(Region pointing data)
########

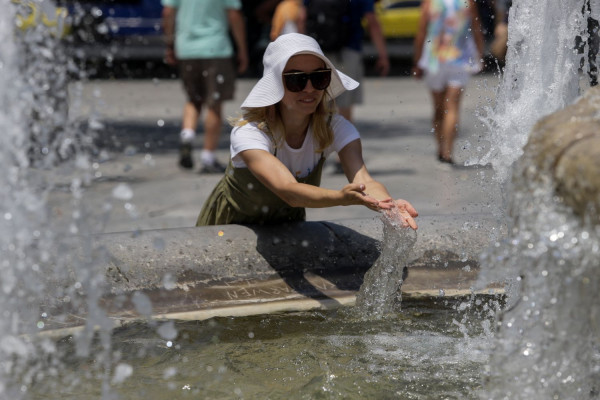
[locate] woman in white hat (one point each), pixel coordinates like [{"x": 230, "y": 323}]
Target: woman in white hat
[{"x": 279, "y": 145}]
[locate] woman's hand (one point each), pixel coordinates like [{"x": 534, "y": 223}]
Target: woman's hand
[
  {"x": 353, "y": 193},
  {"x": 404, "y": 213},
  {"x": 417, "y": 72}
]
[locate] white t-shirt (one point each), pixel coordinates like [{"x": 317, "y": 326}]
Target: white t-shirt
[{"x": 300, "y": 161}]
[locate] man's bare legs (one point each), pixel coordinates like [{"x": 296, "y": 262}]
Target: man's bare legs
[
  {"x": 191, "y": 114},
  {"x": 446, "y": 105},
  {"x": 212, "y": 132}
]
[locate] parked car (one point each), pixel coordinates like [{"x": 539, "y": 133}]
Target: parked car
[
  {"x": 31, "y": 13},
  {"x": 399, "y": 19}
]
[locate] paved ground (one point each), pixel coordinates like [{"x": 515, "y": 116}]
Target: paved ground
[{"x": 138, "y": 179}]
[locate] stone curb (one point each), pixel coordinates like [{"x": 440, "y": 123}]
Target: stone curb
[{"x": 141, "y": 261}]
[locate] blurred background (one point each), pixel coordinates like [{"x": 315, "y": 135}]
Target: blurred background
[{"x": 124, "y": 38}]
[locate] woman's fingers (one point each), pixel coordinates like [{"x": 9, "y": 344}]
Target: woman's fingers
[{"x": 405, "y": 205}]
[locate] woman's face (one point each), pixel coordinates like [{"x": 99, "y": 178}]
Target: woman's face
[{"x": 304, "y": 102}]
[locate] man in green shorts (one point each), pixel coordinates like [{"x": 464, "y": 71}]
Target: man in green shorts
[{"x": 197, "y": 34}]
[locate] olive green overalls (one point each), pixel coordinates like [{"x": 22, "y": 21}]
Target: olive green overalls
[{"x": 240, "y": 198}]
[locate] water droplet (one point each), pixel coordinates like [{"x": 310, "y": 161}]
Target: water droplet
[{"x": 122, "y": 192}]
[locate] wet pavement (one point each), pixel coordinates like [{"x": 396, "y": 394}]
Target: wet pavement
[{"x": 138, "y": 180}]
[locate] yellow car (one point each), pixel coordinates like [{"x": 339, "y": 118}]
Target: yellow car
[
  {"x": 399, "y": 19},
  {"x": 32, "y": 13}
]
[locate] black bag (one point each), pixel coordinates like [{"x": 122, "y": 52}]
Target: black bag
[{"x": 328, "y": 21}]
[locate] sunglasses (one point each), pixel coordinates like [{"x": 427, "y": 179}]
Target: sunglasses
[{"x": 296, "y": 81}]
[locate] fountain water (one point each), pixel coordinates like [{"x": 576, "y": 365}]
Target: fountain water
[
  {"x": 40, "y": 143},
  {"x": 548, "y": 343}
]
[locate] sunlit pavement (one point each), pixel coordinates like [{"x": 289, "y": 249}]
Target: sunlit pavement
[{"x": 138, "y": 126}]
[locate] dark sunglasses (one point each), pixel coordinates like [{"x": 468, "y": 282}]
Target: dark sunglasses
[{"x": 296, "y": 81}]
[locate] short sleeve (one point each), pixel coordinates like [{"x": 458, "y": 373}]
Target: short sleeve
[
  {"x": 232, "y": 4},
  {"x": 248, "y": 137}
]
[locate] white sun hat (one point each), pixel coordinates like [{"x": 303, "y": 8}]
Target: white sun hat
[{"x": 269, "y": 89}]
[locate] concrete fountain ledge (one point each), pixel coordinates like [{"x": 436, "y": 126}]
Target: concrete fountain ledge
[
  {"x": 565, "y": 148},
  {"x": 232, "y": 270}
]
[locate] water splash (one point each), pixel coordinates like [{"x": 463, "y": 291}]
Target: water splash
[
  {"x": 380, "y": 292},
  {"x": 540, "y": 77},
  {"x": 548, "y": 340},
  {"x": 39, "y": 277}
]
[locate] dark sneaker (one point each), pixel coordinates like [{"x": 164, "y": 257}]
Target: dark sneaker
[
  {"x": 185, "y": 156},
  {"x": 214, "y": 168}
]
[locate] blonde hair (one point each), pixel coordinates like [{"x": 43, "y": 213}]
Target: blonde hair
[{"x": 268, "y": 119}]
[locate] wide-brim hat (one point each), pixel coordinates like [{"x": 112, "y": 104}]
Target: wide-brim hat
[{"x": 269, "y": 89}]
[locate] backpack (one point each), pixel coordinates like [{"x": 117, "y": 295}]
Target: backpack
[{"x": 328, "y": 21}]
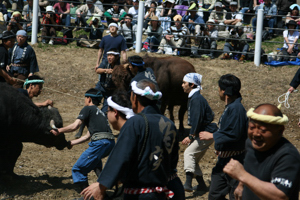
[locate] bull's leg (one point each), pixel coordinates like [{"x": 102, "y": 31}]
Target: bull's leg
[
  {"x": 181, "y": 113},
  {"x": 9, "y": 155},
  {"x": 79, "y": 134}
]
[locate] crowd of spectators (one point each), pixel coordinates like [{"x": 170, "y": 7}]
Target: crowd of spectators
[{"x": 170, "y": 26}]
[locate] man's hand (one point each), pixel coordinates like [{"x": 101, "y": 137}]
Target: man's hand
[
  {"x": 55, "y": 132},
  {"x": 48, "y": 102},
  {"x": 204, "y": 135},
  {"x": 168, "y": 37},
  {"x": 234, "y": 169},
  {"x": 109, "y": 71},
  {"x": 93, "y": 191},
  {"x": 238, "y": 192},
  {"x": 186, "y": 141}
]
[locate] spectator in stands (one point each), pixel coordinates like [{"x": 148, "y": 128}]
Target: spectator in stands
[
  {"x": 63, "y": 9},
  {"x": 134, "y": 11},
  {"x": 95, "y": 33},
  {"x": 270, "y": 10},
  {"x": 175, "y": 36},
  {"x": 115, "y": 14},
  {"x": 150, "y": 13},
  {"x": 154, "y": 33},
  {"x": 50, "y": 22},
  {"x": 208, "y": 6},
  {"x": 246, "y": 6},
  {"x": 127, "y": 5},
  {"x": 22, "y": 59},
  {"x": 283, "y": 7},
  {"x": 86, "y": 12},
  {"x": 16, "y": 22},
  {"x": 194, "y": 21},
  {"x": 219, "y": 16},
  {"x": 111, "y": 41},
  {"x": 236, "y": 45},
  {"x": 211, "y": 34},
  {"x": 3, "y": 13},
  {"x": 43, "y": 4},
  {"x": 128, "y": 30},
  {"x": 226, "y": 4},
  {"x": 293, "y": 15},
  {"x": 233, "y": 18},
  {"x": 99, "y": 5},
  {"x": 168, "y": 9},
  {"x": 28, "y": 14},
  {"x": 290, "y": 46}
]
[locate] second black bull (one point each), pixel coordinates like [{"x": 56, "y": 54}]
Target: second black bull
[
  {"x": 22, "y": 121},
  {"x": 169, "y": 72}
]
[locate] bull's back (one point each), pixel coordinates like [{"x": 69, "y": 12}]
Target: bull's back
[{"x": 169, "y": 73}]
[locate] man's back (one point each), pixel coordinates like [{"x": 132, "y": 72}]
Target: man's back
[
  {"x": 279, "y": 165},
  {"x": 160, "y": 155}
]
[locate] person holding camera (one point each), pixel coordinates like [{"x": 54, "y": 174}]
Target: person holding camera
[
  {"x": 63, "y": 9},
  {"x": 174, "y": 36},
  {"x": 22, "y": 61},
  {"x": 128, "y": 30},
  {"x": 50, "y": 22},
  {"x": 193, "y": 19},
  {"x": 15, "y": 22},
  {"x": 237, "y": 42},
  {"x": 85, "y": 12},
  {"x": 95, "y": 33},
  {"x": 290, "y": 49},
  {"x": 270, "y": 10},
  {"x": 115, "y": 14}
]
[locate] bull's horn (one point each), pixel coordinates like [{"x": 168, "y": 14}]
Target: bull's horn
[{"x": 52, "y": 124}]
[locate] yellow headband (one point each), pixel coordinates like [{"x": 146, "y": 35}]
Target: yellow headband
[{"x": 267, "y": 118}]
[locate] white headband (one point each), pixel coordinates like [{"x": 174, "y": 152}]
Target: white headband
[
  {"x": 127, "y": 111},
  {"x": 113, "y": 52},
  {"x": 147, "y": 92},
  {"x": 193, "y": 78}
]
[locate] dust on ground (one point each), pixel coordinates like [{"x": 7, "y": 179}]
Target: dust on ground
[{"x": 47, "y": 172}]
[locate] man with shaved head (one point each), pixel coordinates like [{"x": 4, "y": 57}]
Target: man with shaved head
[{"x": 272, "y": 164}]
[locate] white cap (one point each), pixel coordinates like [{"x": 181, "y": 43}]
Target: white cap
[{"x": 49, "y": 9}]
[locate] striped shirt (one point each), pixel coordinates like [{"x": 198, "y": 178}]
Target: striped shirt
[{"x": 178, "y": 33}]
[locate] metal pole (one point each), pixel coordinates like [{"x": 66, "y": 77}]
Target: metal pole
[
  {"x": 258, "y": 36},
  {"x": 35, "y": 19},
  {"x": 138, "y": 44}
]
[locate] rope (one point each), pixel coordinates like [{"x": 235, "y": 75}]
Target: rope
[
  {"x": 286, "y": 99},
  {"x": 54, "y": 90}
]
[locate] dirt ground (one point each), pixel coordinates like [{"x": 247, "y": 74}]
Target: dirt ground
[{"x": 69, "y": 72}]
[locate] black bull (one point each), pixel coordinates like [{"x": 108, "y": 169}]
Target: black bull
[
  {"x": 169, "y": 73},
  {"x": 22, "y": 121}
]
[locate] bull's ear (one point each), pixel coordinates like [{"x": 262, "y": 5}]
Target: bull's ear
[{"x": 52, "y": 124}]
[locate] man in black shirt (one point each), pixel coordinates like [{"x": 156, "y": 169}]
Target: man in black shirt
[
  {"x": 8, "y": 41},
  {"x": 102, "y": 139},
  {"x": 272, "y": 164}
]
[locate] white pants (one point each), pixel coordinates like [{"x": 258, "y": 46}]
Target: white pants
[{"x": 193, "y": 154}]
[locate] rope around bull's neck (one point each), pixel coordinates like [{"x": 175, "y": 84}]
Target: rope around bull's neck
[
  {"x": 53, "y": 90},
  {"x": 286, "y": 99}
]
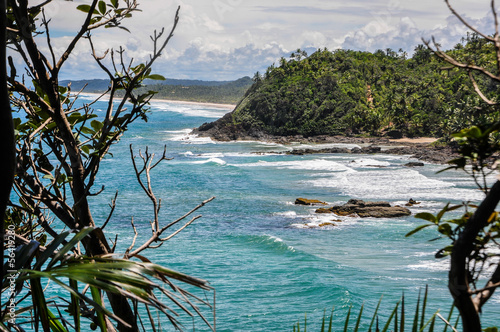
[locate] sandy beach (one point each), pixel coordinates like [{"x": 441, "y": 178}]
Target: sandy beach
[{"x": 225, "y": 106}]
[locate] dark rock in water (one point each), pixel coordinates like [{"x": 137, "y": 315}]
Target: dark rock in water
[
  {"x": 312, "y": 151},
  {"x": 414, "y": 164},
  {"x": 367, "y": 209},
  {"x": 396, "y": 134},
  {"x": 367, "y": 150},
  {"x": 306, "y": 201},
  {"x": 326, "y": 224},
  {"x": 412, "y": 202}
]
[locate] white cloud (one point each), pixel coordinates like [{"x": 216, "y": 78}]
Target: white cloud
[{"x": 226, "y": 39}]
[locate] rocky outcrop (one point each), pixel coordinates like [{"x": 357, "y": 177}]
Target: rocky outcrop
[
  {"x": 414, "y": 164},
  {"x": 367, "y": 209},
  {"x": 306, "y": 201}
]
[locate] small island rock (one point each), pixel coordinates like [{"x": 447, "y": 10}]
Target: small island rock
[
  {"x": 306, "y": 201},
  {"x": 367, "y": 209}
]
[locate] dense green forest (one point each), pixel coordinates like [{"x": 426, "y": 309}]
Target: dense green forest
[
  {"x": 225, "y": 93},
  {"x": 348, "y": 92}
]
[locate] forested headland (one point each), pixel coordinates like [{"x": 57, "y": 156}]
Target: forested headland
[
  {"x": 345, "y": 92},
  {"x": 222, "y": 92}
]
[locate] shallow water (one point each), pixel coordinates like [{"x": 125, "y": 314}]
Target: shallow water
[{"x": 267, "y": 258}]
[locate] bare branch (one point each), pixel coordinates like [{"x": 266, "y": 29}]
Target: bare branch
[
  {"x": 112, "y": 206},
  {"x": 467, "y": 24},
  {"x": 479, "y": 92}
]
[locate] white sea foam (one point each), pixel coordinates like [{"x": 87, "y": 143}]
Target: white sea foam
[
  {"x": 286, "y": 214},
  {"x": 313, "y": 165},
  {"x": 203, "y": 111},
  {"x": 434, "y": 265},
  {"x": 211, "y": 160},
  {"x": 368, "y": 163},
  {"x": 192, "y": 139},
  {"x": 276, "y": 239},
  {"x": 395, "y": 184}
]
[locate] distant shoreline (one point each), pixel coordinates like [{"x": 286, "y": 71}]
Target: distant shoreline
[{"x": 225, "y": 106}]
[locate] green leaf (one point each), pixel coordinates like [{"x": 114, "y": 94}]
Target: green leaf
[
  {"x": 96, "y": 296},
  {"x": 102, "y": 7},
  {"x": 55, "y": 323},
  {"x": 77, "y": 238},
  {"x": 97, "y": 125},
  {"x": 87, "y": 131},
  {"x": 48, "y": 176},
  {"x": 86, "y": 9}
]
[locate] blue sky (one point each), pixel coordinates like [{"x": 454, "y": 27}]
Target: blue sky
[{"x": 228, "y": 39}]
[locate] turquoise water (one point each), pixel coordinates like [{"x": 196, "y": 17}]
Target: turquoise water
[{"x": 267, "y": 258}]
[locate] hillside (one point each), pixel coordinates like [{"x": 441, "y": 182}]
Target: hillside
[
  {"x": 225, "y": 92},
  {"x": 359, "y": 93}
]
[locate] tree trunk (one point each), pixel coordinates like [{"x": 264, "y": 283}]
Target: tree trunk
[
  {"x": 7, "y": 141},
  {"x": 458, "y": 277}
]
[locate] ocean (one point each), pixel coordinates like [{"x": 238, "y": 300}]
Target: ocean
[{"x": 268, "y": 260}]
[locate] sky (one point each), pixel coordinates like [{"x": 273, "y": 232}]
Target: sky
[{"x": 229, "y": 39}]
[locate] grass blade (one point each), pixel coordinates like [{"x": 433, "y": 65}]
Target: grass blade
[
  {"x": 347, "y": 319},
  {"x": 386, "y": 327},
  {"x": 359, "y": 318},
  {"x": 96, "y": 296},
  {"x": 75, "y": 305},
  {"x": 375, "y": 313}
]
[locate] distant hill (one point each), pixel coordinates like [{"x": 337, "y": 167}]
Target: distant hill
[
  {"x": 229, "y": 92},
  {"x": 348, "y": 92},
  {"x": 95, "y": 85}
]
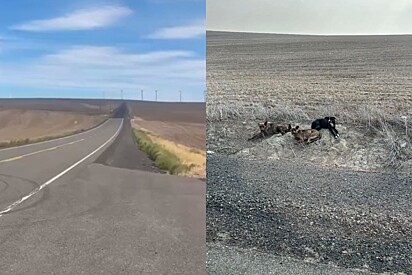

########

## [TASK OBJECTIVE]
Retype only the lines from the line with "[locate] ocean (one" through the last line of the data. Keep both ends and skip the pictures.

## [EXPECTED OUTPUT]
[locate] ocean (one point each), pixel coordinates like [{"x": 238, "y": 300}]
Target: ocean
[{"x": 268, "y": 260}]
[locate] sky (one point each), pixel coordinates like [{"x": 273, "y": 232}]
Target: sky
[{"x": 229, "y": 39}]
[locate] grass blade (one point each), pixel coordinates like [{"x": 433, "y": 65}]
Target: grass blade
[
  {"x": 347, "y": 319},
  {"x": 386, "y": 327},
  {"x": 359, "y": 318},
  {"x": 96, "y": 296},
  {"x": 75, "y": 305},
  {"x": 375, "y": 313}
]
[locate] distant hill (one point each), pixel coordinates like [{"x": 337, "y": 167}]
Target: distant hill
[
  {"x": 229, "y": 92},
  {"x": 348, "y": 92},
  {"x": 95, "y": 85}
]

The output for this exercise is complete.